Saved entries ▸
::::::::

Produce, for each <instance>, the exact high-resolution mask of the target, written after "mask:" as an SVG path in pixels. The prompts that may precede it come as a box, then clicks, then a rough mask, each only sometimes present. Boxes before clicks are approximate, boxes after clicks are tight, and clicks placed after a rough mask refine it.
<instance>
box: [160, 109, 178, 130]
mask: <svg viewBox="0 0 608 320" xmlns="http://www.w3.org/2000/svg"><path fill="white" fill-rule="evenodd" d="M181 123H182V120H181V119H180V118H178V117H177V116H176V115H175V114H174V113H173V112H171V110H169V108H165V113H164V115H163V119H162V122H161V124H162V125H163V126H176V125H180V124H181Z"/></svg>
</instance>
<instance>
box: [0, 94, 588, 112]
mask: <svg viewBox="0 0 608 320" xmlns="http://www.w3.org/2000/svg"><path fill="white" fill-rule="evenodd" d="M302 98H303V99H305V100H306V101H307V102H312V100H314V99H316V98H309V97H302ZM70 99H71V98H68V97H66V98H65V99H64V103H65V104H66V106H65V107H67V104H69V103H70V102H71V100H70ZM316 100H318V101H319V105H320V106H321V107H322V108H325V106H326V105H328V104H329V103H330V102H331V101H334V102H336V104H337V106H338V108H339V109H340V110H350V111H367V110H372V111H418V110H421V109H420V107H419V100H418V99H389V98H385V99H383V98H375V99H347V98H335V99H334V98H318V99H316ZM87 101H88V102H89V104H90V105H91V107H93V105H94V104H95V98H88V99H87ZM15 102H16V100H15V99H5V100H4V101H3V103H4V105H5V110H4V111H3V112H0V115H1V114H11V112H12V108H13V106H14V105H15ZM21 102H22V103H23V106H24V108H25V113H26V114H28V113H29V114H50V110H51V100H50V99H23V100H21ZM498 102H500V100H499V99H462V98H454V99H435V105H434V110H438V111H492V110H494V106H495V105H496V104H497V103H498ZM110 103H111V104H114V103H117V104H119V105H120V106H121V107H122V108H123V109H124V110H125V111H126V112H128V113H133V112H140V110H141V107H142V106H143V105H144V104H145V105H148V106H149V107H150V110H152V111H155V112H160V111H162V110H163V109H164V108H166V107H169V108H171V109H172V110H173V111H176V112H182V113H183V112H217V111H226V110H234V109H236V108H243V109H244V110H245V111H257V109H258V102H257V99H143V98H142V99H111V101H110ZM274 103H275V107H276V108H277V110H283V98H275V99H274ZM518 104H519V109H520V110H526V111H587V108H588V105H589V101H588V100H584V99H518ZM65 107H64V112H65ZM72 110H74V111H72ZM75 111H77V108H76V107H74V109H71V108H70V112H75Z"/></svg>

::::::::

Instruction ▸ Copy every line of the listing above word for word, with no changes.

Response to this exercise ▸
Produce, for each <instance>, the exact high-resolution mask of the target, written after "mask:" as an SVG path in pixels. The prompts that may precede it come as a box, then clicks, then a rough mask, each only sometimes present. Boxes before clicks are approximate, boxes after clicks are tight, and clicks placed after a rough mask refine it.
<instance>
box: [160, 109, 178, 130]
mask: <svg viewBox="0 0 608 320" xmlns="http://www.w3.org/2000/svg"><path fill="white" fill-rule="evenodd" d="M181 123H182V120H181V119H180V118H178V117H177V116H176V115H175V114H174V113H173V112H171V110H169V108H165V113H164V115H163V119H162V122H161V124H162V125H163V126H176V125H180V124H181Z"/></svg>
</instance>
<instance>
box: [0, 94, 588, 112]
mask: <svg viewBox="0 0 608 320" xmlns="http://www.w3.org/2000/svg"><path fill="white" fill-rule="evenodd" d="M302 98H303V99H305V100H306V101H307V102H312V100H314V99H316V98H309V97H302ZM70 99H71V98H68V97H66V98H65V99H64V103H65V104H66V106H65V107H67V104H69V103H70V102H71V100H70ZM316 100H318V101H319V105H320V106H321V107H322V108H325V106H326V105H328V104H329V103H330V102H331V101H334V102H336V104H337V106H338V108H339V109H340V110H350V111H367V110H372V111H418V110H421V109H420V107H419V100H418V99H389V98H385V99H383V98H375V99H347V98H335V99H334V98H318V99H316ZM87 101H88V102H89V104H90V105H91V107H93V105H94V104H95V98H88V99H87ZM15 102H16V100H15V99H5V100H4V101H3V103H4V105H5V110H4V111H3V112H0V115H1V114H11V112H12V108H13V106H14V105H15ZM21 102H22V103H23V106H24V108H25V113H26V114H28V113H29V114H50V110H51V100H50V99H23V100H21ZM498 102H500V100H499V99H462V98H454V99H435V105H434V110H438V111H492V110H494V106H495V105H496V104H497V103H498ZM110 103H111V104H114V103H117V104H119V105H120V106H121V107H122V108H123V109H124V110H125V111H126V112H128V113H133V112H140V110H141V107H142V106H143V105H144V104H145V105H148V106H149V107H150V110H152V111H155V112H160V111H162V110H163V109H164V108H166V107H169V108H171V109H172V110H173V111H176V112H182V113H183V112H217V111H226V110H234V109H236V108H243V109H244V110H245V111H257V109H258V102H257V99H143V98H142V99H111V101H110ZM274 103H275V107H276V108H277V110H283V98H275V99H274ZM518 104H519V109H520V110H526V111H587V108H588V105H589V101H588V100H584V99H518ZM65 107H64V112H65ZM72 110H74V111H72ZM75 111H77V108H76V107H74V109H71V108H70V112H75Z"/></svg>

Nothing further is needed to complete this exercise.